The Correlation Between the Value of Your House and the Amount of Your House Insurance

Posted by Anonymous on Saturday, May 28, 2011

When you buy a house, it is very important to insure it. Life is full of unexpected surprises, and while one family may never have a problem with their house, another one can have it burned or flooded. A proper house insurance will protect your house from fire, wind damage, earthquake or flood. It will also protect all your belongings in the house from any kind of danger, like fire or theft. Homeowners insurance may provide you and your family with personal liability coverage. This kind of coverage is designed to offer specific protection against third party claims, when payment is not made to the insured, but to someone suffering loss in connection with the danger to your house. A good example may be the losses of your neighbors in case of fire in your house.

The cost and the amount of your house insurance are closely related to the following basic data:

The value of the house. Depending on the criteria, your house may have 3 different values:
- how much you are taxed on;
- how much you can sell it for;
- how much it will cost to rebuild it.

The location of the house has a huge impact on its value. The size and quality of land that goes with the property is another huge factor to consider. Five acres of fertile or simply pretty land can surely be worth more than 10 acres of raw wetland. Combine the location and the land, and you will get a totally new estimate of your house value.

The bank estimate. Banks do not want to underinsure or over insure. As you purchase a home, the bank is going to want you to insure the house for the amount of your loan. This may not be a correct estimate, as it does not take into account the value of the land. It will still be there if the house completely burns down. Or it will suffer losses due to toxic waste, underground waters and similar hazards while the house may be intact. Always be aware of the correlation between your house, your land and your insurance.

Cost estimation tools. The value of your house also depends on its age, square footage, number of stories, type of roof, type of construction, type of siding and all other aspects connected to the structure. Kitchens are important. A basic kitchen does not bring as much additional value as a modern one with custom cabinets, granite countertops and a ceramic tile floor. You may also receive a replacement cost estimate from a licensed contractor in your area.

After you have all the above factors in mind you may be better prepared for the decision re. the amount of the insurance. A small old house in a rocky area with a high incidence of earthquakes should sometimes be insured for the same amount as a newer and bigger house in a quiet suburban area. You don’t want to pay a lot of money for the coverage you are unlikely to receive. On the other hand, you should have a comfortable cushion in the event of a calamity.

(Extracted records)

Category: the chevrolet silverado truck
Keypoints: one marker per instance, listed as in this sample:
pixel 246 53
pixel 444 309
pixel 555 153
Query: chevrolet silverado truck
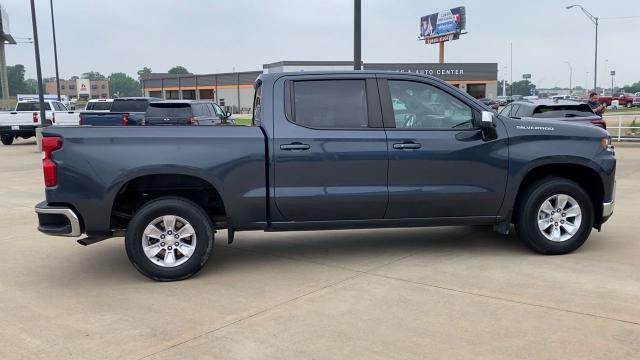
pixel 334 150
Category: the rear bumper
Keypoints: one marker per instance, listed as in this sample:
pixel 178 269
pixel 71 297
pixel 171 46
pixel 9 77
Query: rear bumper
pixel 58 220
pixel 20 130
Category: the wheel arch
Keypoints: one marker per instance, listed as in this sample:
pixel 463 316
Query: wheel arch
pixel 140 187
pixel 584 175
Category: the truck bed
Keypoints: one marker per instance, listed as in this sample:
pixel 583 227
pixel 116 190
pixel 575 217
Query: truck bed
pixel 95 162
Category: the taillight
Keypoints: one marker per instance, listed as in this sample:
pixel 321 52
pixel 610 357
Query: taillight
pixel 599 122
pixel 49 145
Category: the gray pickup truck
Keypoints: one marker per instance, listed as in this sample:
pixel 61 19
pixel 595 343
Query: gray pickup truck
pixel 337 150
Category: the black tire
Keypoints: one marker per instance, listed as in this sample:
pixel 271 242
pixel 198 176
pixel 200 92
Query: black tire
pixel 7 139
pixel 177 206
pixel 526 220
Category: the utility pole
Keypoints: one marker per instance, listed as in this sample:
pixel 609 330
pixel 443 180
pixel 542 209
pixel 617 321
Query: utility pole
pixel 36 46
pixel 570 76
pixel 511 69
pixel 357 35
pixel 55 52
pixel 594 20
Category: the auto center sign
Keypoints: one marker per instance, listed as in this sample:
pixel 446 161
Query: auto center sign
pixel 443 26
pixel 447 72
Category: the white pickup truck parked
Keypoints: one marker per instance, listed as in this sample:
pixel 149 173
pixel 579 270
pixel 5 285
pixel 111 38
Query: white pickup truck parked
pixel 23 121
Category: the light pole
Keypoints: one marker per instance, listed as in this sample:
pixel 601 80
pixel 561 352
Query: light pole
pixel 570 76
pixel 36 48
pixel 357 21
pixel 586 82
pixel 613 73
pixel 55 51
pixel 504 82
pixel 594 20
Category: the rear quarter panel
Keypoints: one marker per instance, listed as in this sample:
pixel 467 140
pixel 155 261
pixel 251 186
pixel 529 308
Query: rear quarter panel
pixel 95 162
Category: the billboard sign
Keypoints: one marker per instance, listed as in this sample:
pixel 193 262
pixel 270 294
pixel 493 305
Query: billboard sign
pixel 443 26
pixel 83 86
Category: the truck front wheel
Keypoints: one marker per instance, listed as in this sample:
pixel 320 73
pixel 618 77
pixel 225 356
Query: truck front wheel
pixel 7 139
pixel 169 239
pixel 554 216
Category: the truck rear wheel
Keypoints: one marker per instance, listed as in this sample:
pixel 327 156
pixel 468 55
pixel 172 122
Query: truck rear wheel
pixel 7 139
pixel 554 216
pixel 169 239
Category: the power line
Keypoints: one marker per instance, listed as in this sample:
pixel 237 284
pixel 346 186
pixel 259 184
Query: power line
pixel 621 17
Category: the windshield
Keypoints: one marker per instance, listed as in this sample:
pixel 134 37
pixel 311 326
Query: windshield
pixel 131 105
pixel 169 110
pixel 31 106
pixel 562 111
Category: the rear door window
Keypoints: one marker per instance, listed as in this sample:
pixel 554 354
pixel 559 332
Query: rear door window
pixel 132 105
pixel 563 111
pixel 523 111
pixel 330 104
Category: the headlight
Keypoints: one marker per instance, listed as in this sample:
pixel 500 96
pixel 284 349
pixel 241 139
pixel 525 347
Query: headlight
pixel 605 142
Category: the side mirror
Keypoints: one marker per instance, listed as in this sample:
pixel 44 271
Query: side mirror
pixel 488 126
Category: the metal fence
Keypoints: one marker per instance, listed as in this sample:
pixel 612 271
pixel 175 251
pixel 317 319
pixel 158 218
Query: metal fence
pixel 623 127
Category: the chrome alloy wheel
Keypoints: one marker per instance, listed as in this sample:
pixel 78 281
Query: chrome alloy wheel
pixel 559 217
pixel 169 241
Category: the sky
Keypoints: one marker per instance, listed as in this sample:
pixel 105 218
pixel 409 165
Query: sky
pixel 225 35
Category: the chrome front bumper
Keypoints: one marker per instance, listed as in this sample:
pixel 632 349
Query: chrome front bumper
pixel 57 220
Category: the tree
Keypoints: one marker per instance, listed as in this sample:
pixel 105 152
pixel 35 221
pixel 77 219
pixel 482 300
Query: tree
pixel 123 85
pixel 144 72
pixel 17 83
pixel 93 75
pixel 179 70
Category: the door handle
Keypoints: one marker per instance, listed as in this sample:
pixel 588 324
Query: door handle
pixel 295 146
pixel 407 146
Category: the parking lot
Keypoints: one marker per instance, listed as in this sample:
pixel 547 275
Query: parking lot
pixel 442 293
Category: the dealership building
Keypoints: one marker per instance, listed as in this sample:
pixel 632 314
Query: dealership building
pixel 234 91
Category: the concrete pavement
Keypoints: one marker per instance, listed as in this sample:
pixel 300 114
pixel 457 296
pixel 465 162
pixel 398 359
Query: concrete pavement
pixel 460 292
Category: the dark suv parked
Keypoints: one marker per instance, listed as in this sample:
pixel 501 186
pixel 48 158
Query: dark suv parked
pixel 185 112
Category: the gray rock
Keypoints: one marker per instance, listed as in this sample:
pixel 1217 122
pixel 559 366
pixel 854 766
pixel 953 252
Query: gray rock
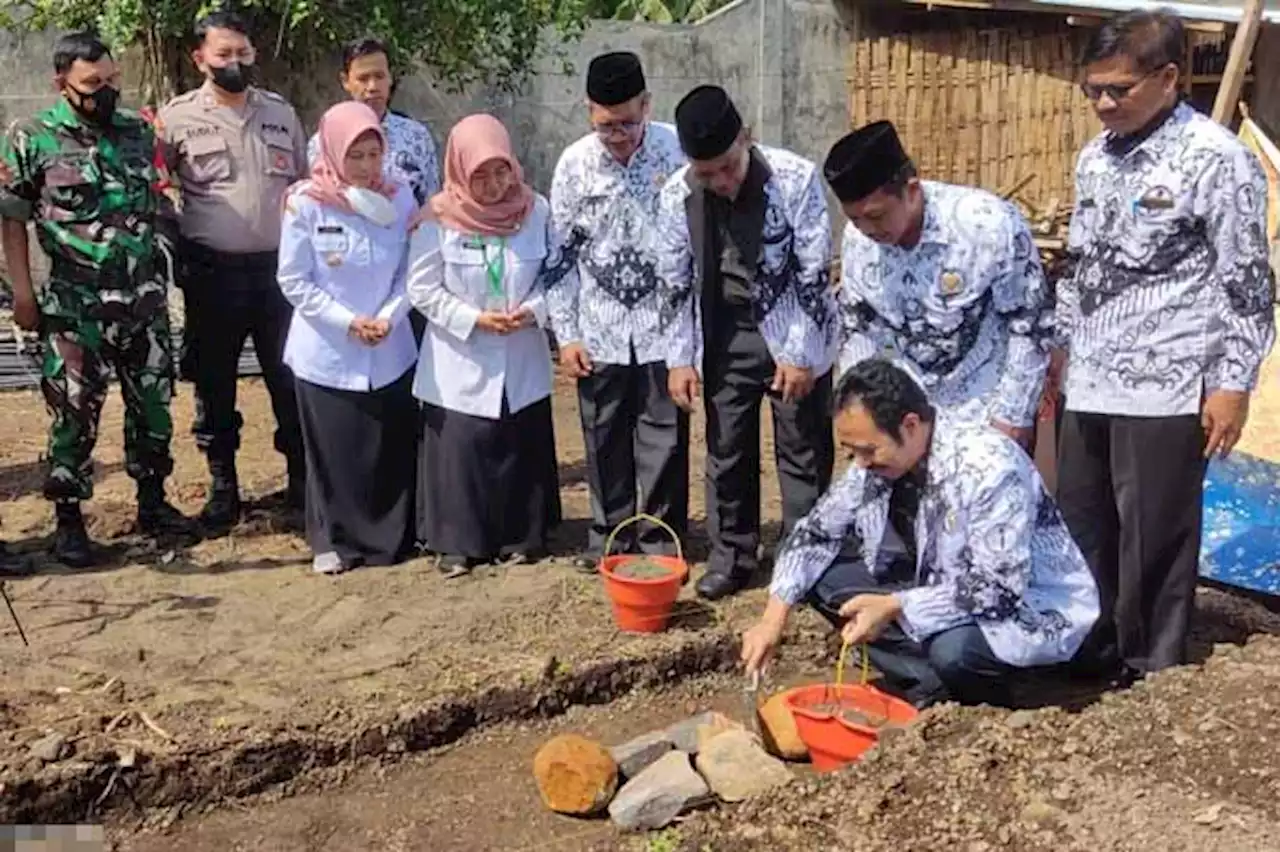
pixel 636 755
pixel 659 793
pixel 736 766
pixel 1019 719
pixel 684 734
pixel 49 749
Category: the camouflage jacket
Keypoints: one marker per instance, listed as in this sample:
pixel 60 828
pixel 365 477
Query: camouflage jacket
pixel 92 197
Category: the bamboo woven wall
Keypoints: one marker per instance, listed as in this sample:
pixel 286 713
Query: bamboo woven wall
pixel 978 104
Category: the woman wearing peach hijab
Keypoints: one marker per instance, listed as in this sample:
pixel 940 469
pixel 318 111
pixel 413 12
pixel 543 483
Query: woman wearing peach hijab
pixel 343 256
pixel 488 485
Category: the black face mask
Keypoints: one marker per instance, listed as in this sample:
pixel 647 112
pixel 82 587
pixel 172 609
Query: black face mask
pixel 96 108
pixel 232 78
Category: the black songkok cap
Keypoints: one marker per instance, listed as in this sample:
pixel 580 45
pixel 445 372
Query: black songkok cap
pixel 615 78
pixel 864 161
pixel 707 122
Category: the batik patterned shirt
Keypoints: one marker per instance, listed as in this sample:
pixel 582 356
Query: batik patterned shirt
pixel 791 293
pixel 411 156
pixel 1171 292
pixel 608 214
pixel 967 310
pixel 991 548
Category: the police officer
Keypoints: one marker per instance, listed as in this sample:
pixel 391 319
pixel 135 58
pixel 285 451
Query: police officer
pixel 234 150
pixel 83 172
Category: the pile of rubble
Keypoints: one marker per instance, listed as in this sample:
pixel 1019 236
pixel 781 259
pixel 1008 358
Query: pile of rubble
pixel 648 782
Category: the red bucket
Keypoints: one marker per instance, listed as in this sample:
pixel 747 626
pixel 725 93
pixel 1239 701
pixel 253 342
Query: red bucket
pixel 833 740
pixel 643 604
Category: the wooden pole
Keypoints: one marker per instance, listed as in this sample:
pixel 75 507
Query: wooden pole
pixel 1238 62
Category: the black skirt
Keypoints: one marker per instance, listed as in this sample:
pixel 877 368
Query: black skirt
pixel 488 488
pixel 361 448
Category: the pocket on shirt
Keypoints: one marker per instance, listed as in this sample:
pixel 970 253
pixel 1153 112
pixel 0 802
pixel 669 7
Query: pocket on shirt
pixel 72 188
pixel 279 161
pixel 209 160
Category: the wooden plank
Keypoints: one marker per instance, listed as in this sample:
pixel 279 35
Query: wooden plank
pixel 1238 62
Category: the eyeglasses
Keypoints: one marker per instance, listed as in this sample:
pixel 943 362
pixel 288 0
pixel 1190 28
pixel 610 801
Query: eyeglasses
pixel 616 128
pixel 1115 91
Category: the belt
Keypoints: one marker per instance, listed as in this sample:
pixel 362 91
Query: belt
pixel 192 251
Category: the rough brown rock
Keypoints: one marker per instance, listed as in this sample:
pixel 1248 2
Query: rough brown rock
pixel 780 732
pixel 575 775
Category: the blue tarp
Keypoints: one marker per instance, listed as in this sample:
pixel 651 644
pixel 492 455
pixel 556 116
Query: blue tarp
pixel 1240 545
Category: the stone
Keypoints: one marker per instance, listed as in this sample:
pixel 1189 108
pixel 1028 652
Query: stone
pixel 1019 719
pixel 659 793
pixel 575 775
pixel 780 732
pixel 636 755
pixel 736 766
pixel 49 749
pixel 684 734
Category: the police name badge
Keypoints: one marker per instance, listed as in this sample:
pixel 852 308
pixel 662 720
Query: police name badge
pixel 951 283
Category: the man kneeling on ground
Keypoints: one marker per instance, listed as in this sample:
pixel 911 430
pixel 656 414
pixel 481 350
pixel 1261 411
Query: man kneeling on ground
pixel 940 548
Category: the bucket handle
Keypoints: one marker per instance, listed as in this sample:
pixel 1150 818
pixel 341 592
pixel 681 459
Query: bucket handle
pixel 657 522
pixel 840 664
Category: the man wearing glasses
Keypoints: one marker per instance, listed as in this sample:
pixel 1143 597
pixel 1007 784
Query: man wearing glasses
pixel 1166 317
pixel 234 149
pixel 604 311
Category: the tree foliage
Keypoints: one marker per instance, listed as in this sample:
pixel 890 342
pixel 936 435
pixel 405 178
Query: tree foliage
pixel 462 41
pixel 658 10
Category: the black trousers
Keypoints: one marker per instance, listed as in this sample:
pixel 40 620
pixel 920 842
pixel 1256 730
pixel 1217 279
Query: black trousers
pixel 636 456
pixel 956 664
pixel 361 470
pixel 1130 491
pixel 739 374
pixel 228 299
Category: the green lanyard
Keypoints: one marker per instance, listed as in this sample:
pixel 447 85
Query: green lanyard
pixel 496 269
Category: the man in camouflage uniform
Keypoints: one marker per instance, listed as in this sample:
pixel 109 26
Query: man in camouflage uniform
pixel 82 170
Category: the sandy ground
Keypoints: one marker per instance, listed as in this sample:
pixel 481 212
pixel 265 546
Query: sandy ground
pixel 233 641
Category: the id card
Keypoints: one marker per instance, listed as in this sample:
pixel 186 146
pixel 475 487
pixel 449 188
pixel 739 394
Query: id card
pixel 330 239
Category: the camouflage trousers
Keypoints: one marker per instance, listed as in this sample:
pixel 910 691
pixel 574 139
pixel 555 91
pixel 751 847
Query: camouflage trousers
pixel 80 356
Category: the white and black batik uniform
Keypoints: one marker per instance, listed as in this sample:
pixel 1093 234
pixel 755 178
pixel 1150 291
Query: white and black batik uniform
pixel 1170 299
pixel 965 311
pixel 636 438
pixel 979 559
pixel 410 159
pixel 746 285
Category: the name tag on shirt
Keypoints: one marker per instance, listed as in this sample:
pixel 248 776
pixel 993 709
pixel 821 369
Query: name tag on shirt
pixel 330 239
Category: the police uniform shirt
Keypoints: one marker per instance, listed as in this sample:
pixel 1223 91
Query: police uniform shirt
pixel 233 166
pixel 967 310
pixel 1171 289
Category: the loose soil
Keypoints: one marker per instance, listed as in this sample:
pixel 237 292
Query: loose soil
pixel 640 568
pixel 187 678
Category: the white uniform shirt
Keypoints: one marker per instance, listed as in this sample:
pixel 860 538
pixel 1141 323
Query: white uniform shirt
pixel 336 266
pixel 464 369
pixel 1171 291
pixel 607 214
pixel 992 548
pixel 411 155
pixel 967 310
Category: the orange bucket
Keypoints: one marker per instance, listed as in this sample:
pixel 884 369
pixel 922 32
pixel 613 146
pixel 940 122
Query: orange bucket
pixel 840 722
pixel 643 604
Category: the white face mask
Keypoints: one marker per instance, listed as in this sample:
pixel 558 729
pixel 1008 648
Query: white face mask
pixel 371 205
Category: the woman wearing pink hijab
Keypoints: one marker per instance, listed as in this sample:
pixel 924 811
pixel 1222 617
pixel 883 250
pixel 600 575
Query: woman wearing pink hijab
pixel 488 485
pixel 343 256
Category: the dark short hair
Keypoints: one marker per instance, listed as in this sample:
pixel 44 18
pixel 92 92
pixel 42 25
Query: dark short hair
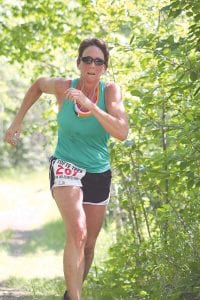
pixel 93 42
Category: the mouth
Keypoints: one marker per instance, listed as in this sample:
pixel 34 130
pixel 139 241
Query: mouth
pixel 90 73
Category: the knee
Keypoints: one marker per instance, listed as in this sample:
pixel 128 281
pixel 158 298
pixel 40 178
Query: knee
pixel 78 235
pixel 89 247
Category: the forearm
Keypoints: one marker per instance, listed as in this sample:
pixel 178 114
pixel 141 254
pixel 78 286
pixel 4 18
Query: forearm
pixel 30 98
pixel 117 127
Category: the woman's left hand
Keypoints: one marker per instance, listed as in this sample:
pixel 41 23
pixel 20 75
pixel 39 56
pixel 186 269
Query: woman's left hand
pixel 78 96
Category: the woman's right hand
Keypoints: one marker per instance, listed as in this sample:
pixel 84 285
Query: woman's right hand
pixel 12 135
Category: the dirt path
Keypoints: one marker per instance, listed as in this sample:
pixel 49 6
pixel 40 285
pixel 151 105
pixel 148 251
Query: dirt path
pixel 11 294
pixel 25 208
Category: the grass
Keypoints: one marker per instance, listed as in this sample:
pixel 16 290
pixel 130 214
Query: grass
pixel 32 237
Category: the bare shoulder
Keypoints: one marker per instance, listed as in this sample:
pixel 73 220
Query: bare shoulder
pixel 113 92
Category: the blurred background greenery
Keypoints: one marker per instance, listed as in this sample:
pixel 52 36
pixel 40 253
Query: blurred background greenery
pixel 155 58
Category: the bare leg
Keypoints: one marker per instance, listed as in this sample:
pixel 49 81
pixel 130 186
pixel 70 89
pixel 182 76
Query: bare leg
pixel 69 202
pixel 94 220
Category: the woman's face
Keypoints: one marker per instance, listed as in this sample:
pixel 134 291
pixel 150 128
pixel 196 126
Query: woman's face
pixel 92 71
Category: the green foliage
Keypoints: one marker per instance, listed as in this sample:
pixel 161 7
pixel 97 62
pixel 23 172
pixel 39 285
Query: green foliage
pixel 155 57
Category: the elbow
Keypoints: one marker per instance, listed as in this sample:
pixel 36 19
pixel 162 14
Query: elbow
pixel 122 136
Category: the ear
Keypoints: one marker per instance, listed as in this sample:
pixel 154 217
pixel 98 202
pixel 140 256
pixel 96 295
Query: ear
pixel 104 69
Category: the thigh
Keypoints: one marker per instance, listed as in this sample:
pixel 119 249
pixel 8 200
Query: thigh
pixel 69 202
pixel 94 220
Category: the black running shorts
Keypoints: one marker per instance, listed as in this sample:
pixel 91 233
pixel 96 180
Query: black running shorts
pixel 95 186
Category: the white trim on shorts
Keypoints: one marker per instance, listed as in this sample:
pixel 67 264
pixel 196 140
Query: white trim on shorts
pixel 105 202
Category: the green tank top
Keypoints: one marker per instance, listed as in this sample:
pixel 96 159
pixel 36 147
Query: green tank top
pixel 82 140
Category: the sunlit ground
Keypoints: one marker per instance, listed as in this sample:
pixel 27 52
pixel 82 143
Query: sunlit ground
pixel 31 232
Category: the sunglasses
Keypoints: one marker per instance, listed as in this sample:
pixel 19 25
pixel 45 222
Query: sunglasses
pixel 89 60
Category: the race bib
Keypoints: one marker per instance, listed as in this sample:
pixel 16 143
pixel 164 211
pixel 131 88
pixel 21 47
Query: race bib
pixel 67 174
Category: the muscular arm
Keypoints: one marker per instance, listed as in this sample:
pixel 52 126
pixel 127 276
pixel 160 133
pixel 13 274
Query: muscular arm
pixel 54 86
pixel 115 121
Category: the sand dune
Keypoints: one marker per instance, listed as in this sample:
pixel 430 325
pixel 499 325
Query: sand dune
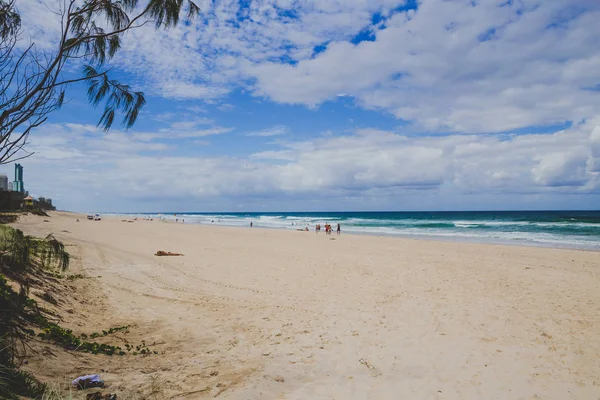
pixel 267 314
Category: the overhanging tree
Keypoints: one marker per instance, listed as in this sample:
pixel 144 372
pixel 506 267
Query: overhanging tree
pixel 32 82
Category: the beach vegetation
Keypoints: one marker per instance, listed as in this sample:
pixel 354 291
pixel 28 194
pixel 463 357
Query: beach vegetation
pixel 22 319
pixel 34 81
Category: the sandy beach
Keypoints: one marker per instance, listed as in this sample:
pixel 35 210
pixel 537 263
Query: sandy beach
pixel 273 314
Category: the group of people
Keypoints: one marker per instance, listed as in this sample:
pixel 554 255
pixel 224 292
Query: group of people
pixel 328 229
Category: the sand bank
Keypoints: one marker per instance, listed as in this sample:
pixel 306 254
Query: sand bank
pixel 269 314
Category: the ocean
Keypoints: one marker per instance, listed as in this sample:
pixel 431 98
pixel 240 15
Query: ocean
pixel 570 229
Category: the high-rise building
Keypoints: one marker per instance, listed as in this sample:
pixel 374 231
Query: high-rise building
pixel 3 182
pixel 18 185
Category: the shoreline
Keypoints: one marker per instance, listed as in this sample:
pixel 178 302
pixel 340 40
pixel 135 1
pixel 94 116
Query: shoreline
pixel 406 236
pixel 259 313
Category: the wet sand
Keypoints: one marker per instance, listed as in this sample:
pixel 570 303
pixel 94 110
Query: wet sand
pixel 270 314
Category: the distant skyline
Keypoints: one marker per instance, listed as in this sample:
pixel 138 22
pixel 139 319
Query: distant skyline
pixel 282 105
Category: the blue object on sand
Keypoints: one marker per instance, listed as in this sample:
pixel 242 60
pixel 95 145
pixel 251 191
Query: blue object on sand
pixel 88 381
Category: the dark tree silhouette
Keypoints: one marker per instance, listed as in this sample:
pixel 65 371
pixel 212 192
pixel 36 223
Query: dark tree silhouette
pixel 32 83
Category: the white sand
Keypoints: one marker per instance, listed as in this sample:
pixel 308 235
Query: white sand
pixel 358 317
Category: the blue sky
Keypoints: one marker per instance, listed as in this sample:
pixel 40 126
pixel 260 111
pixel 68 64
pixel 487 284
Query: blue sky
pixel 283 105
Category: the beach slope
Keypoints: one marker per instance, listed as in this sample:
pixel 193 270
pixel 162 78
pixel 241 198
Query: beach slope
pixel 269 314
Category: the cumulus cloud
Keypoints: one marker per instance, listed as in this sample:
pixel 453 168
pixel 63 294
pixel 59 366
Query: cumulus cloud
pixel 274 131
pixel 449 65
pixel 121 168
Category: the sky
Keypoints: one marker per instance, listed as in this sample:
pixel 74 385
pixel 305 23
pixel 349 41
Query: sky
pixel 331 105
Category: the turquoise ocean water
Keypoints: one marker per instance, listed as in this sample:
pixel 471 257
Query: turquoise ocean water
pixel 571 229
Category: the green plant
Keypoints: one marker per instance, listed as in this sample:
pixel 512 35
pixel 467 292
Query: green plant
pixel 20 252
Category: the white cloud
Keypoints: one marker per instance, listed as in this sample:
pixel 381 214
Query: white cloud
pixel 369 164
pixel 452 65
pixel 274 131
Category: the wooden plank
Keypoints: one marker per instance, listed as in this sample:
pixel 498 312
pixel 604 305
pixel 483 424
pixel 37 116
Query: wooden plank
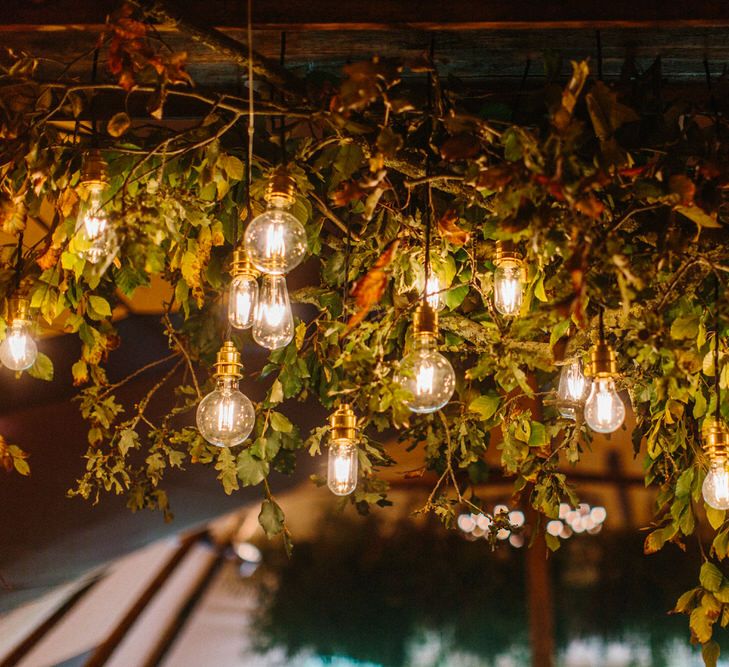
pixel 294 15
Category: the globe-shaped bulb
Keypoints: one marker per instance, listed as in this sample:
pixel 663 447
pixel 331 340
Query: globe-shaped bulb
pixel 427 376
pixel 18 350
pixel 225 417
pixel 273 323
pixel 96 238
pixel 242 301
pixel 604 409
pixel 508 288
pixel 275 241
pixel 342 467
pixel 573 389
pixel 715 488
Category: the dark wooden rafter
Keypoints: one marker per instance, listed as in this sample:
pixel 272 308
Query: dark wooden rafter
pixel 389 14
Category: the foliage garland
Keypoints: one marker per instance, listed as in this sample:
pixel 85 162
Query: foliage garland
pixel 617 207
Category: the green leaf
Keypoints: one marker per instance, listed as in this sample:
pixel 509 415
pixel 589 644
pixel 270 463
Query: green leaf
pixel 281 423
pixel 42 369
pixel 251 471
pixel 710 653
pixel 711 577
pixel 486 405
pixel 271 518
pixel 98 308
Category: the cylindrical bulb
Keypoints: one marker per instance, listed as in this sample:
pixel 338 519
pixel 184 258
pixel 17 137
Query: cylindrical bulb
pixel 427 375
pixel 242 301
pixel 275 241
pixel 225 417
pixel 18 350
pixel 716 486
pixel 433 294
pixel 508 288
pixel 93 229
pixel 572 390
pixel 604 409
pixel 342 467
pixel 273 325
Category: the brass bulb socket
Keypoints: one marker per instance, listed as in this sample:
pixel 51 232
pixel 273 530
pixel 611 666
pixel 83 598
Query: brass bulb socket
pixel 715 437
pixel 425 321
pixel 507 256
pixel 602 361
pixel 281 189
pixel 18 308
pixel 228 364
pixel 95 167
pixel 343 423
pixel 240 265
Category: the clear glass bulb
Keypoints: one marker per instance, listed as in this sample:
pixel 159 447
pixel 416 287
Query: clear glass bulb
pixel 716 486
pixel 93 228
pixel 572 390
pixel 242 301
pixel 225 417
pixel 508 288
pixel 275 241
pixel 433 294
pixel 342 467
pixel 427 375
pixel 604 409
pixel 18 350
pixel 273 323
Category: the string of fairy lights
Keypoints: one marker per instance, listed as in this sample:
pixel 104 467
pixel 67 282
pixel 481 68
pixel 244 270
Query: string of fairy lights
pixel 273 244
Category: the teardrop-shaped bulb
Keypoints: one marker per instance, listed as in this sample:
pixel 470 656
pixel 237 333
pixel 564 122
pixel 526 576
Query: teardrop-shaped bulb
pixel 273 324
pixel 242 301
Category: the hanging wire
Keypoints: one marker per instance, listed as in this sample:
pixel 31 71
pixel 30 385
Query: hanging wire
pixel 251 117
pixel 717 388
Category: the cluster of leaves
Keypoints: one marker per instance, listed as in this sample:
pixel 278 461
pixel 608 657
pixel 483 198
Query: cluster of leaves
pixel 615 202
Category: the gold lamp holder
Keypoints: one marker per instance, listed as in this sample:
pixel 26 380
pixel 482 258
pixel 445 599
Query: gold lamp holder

Directions ▸
1) Repeat the passage of the house insurance article starting with "The location of" and going on through "and your insurance.".
2) Answer these questions from the house insurance article:
(a) On what date was it posted?
(b) For what amount will the bank want you to insure the house when you purchase it?
(c) Who in your area may give you a replacement cost estimate?

Answers for each item ▸
1)
The location of the house has a huge impact on its value. The size and quality of land that goes with the property is another huge factor to consider. Five acres of fertile or simply pretty land can surely be worth more than 10 acres of raw wetland. Combine the location and the land, and you will get a totally new estimate of your house value.

The bank estimate. Banks do not want to underinsure or over insure. As you purchase a home, the bank is going to want you to insure the house for the amount of your loan. This may not be a correct estimate, as it does not take into account the value of the land. It will still be there if the house completely burns down. Or it will suffer losses due to toxic waste, underground waters and similar hazards while the house may be intact. Always be aware of the correlation between your house, your land and your insurance.

2)
(a) Saturday, May 28, 2011
(b) The amount of your loan
(c) A licensed contractor